Write the entries out again. Each one must match exactly.
(Data in this exercise Opens)
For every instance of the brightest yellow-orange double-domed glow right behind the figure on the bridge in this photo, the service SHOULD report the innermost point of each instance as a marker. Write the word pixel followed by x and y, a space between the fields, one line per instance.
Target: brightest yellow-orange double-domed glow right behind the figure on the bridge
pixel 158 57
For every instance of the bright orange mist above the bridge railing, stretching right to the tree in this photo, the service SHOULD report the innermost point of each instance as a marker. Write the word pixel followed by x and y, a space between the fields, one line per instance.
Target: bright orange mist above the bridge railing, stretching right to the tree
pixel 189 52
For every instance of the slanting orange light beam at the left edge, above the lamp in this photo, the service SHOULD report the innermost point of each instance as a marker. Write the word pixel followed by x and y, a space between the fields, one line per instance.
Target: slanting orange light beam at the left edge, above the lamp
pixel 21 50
(Data in this exercise Closes)
**Written solution**
For every instance of the brightest yellow-orange double-domed glow right behind the figure on the bridge in this photo, the service SHOULD report the innermost point of each instance as a marker. Write the word pixel followed by x and y, a space between the fields, one line per instance.
Target: brightest yellow-orange double-domed glow right behind the figure on the bridge
pixel 158 57
For every instance of the bright orange mist above the bridge railing, stretching right to the tree in this photo, the service SHOULD report the innermost point of each instance as a marker. Write the word pixel followed by x and y, a space between the fields, one line per instance.
Target: bright orange mist above the bridge railing, stretching right to the tree
pixel 189 52
For every instance of the slanting orange light beam at the left edge, above the lamp in this photo, the service SHOULD report the innermost point of each instance as a marker. Write the word pixel followed by x and y, a space between the fields, one line per instance.
Target: slanting orange light beam at the left edge, above the lamp
pixel 21 50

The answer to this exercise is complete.